• EXTRACTED TEXT:
We packed a lot of eating into five full days, and almost everything we tried was excellent. In a sprawling city that offers virtually unlimited choices, I was glad to have done a fair amount of research beforehand. However, it was also good to have recommendations from locals to help narrow down our options and offer logistical assistance. Getting from point A to point B can be much more difficult than you imagine.
Here are the highlights:
Municipal Food Market – Coyoacan – Ave Higueira
Jet-lagged and hungry, we descended on this 15-stall covered market like giddy children. This is fitting, since our host had was from around here and used to eat at the same market growing up. He headed straight for the quesadilla stand, which was his favorite. Two tortillas, pounded out to order, then stuffed with various ingredients and then deep fried. Despite the name, only one actually contained cheese. Standouts where the chicharones, thrice fried pork bits and the cuitlacoche, seasonal corn mold. The busiest stall was selling Pozole, so we also went for a bowl of that, with its earthy, spicy broth, hominy and chunky pork fat.
El Tizoncito- Tamaulipas 122, Condesa
This corner taqueria claims to have invented Al Pastor. Not sure if it’s true, but the tacos were delicious. We ordered them four, five at a time, the taquero patiently waiting for the rotating spit of meat to slightly sear on the outside before deftly slicing the pork, and then tossing chunks of pineapple onto each taco with a flick of the wrist. The tacos were delicious, lightly spicy and dry with a sweet crunch of pineapple. We also tried an order of juicy roasted pork tacos with melted cheese.
La Botica -Campeche 396, Condesa
Part of a well-known chain of mezcalerias, this bar lists its mezcals and simple snacks on hand-written cardboard menus. To sit at a table you’re required to order at least one food item. We chose a stringy, fresh block of oaxacan cheese, which went perfectly with my salty and strong Pechuga, a mezcal that is distilled over a hanging chicken breast.

• ASSIGNMENT 1: Please reproduce the Mexico City food text between "Here are the" and "chunky pork fat.", inclusive.
• ASSIGNMENT 2: Carry on the Mexico City food text from its last sentence.
The material that comes next has no connection to the Mexico City food text.

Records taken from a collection
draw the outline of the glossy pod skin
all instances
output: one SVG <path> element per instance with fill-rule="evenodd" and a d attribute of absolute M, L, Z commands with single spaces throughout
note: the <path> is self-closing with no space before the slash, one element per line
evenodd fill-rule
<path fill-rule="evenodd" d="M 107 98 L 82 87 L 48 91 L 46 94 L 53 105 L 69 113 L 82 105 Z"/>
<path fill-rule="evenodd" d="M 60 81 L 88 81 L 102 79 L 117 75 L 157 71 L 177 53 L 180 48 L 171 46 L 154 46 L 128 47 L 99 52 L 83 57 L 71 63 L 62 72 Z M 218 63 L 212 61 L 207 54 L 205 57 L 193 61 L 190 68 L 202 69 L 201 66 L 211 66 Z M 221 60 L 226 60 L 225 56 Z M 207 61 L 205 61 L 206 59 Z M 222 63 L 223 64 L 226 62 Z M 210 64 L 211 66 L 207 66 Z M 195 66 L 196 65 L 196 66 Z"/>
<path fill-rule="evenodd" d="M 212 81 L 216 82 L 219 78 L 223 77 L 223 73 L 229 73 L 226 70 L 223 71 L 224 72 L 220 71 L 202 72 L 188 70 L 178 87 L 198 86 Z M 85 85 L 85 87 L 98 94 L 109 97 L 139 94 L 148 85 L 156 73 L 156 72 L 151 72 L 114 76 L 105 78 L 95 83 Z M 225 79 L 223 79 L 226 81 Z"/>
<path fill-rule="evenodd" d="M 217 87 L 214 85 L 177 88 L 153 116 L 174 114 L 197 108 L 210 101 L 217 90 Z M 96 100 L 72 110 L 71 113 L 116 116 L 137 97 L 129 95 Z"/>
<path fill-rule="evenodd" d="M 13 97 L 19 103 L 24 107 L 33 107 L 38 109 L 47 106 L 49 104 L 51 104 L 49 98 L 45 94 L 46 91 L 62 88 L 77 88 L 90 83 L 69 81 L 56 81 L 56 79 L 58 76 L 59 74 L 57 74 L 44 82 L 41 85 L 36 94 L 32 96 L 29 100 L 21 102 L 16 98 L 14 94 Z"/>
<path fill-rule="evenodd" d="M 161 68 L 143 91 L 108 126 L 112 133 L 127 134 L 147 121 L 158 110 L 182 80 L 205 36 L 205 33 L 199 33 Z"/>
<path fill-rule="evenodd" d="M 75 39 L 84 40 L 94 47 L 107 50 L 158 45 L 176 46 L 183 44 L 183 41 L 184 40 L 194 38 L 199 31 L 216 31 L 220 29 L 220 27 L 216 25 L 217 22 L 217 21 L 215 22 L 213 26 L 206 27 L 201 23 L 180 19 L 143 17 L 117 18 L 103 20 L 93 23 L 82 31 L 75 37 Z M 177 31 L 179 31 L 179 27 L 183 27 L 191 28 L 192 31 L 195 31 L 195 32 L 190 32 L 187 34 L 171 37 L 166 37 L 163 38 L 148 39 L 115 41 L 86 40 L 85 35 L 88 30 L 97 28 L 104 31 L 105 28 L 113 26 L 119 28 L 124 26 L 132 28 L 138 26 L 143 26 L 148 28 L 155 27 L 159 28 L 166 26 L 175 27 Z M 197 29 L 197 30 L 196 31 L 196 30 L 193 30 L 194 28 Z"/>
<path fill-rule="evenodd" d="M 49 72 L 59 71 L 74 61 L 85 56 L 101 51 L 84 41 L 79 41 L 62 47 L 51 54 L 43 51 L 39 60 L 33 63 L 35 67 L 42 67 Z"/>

• RESULT 1:
Here are the highlights:
Municipal Food Market – Coyoacan – Ave Higueira
Jet-lagged and hungry, we descended on this 15-stall covered market like giddy children. This is fitting, since our host had was from around here and used to eat at the same market growing up. He headed straight for the quesadilla stand, which was his favorite. Two tortillas, pounded out to order, then stuffed with various ingredients and then deep fried. Despite the name, only one actually contained cheese. Standouts where the chicharones, thrice fried pork bits and the cuitlacoche, seasonal corn mold. The busiest stall was selling Pozole, so we also went for a bowl of that, with its earthy, spicy broth, hominy and chunky pork fat.

• RESULT 2:
El Polar Guillermo Prieto 129, Cuauhtémoc
A huge four-floor cantina specializing in draft beer and barbacoa. The goat is served with tortillas and a rich, fatty broth, which is not unlike a Mexican version of Pho. Packs of mariachis rush by carrying guitars, drums, horns and amplifiers, eager to serenade tables with their wonderful but deafening songs. A chaotic, heady and filling experience.
Pujol - Francisco Petrarca 254 Polanco
Simple, expressive food presented in a serene and comfortable setting. Lives up to the hype and then some. The second-best tasting menu we’ve ever experienced, and a steal compared to any fine-dining restaurant in New York.
El Turix - Emilio Castelar 212 Polanco
The line out the door said it all. Rich, spicy Conchinita Pibil served three ways: as tacos, panuchos and tortas. I tried one of each and wish I’d gone back for seconds.
Quintonil - Newton 55, Polanco
Pujol alum Jorge Vallejo cooks modern takes on classic Mexican dishes with loads of French technique and arresting visual presentations. We found the food incredibly rich and over-reliant on sauces. While we couldn’t find any fault in the flavors per se, the food seemed showy and clumsy next to the understated, elegant soulfood of Pujol.
Tamales Flor de lis Huichapan 21, Condesa
Another revelation on a trip that was full of them. I’ve always enjoyed tamales, but never had one so fluffy and dry, the corn meal so light and airy it was almost like a cake. Perfect eaten on a park bench for breakfast.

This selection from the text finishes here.